Start Extract provided
Owen Schalk

Owen Schalk

Owen Schalk is a writer from Winnipeg, Manitoba. He grew up in the countryside surrounded by rural emptiness, abandoned houses, and farm-loving German Canadians who tried and failed to instil their love of farming in him.  He found his artistic curiosity while reading the usual canon, and found his voice while reading Pynchon, DeLillo, Bolaño, and other authors who write with a critical eye for dominant social and political doctrines.

Owen’s short stories have been distributed by a variety of print and online publishers, including The Paragon Press, The Anti-Languorous Project, and whimperbang. He has written political analyses for Protean Magazine, People’s Voice, and the Canada Files, and is a regular contributor to Canadian Dimension.  Additionally, his academic work has been rewarded with a number of scholarships and awards in Manitoba.

Owen is currently seeking publication for The Burnt City, a novella about the parallel rise of neo-Romanticism and fascism in nineteenth-century Europe, and a novel called Prince of Carnations, which is a fictional retelling of the life of False Dmitri II during the Russian Time of Troubles.

 

Q: If you could travel back in time, which of the great writers would you like to meet and why?
End Extract provided
What this task involves ▸ Copy the Owen Schalk profile above word for word, from start to finish.
Start Data segment
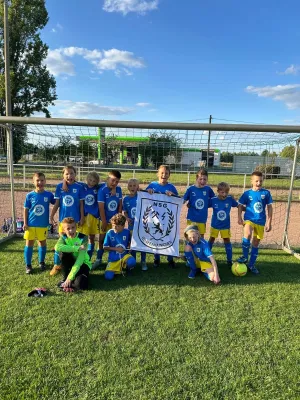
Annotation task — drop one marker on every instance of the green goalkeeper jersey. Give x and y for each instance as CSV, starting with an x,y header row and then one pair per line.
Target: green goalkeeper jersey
x,y
72,245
End Data segment
Result of the task ▸
Owen Schalk

Owen Schalk

Owen Schalk is a writer from Winnipeg, Manitoba. He grew up in the countryside surrounded by rural emptiness, abandoned houses, and farm-loving German Canadians who tried and failed to instil their love of farming in him.  He found his artistic curiosity while reading the usual canon, and found his voice while reading Pynchon, DeLillo, Bolaño, and other authors who write with a critical eye for dominant social and political doctrines.

Owen’s short stories have been distributed by a variety of print and online publishers, including The Paragon Press, The Anti-Languorous Project, and whimperbang. He has written political analyses for Protean Magazine, People’s Voice, and the Canada Files, and is a regular contributor to Canadian Dimension.  Additionally, his academic work has been rewarded with a number of scholarships and awards in Manitoba.

Owen is currently seeking publication for The Burnt City, a novella about the parallel rise of neo-Romanticism and fascism in nineteenth-century Europe, and a novel called Prince of Carnations, which is a fictional retelling of the life of False Dmitri II during the Russian Time of Troubles.

 

Q: If you could travel back in time, which of the great writers would you like to meet and why?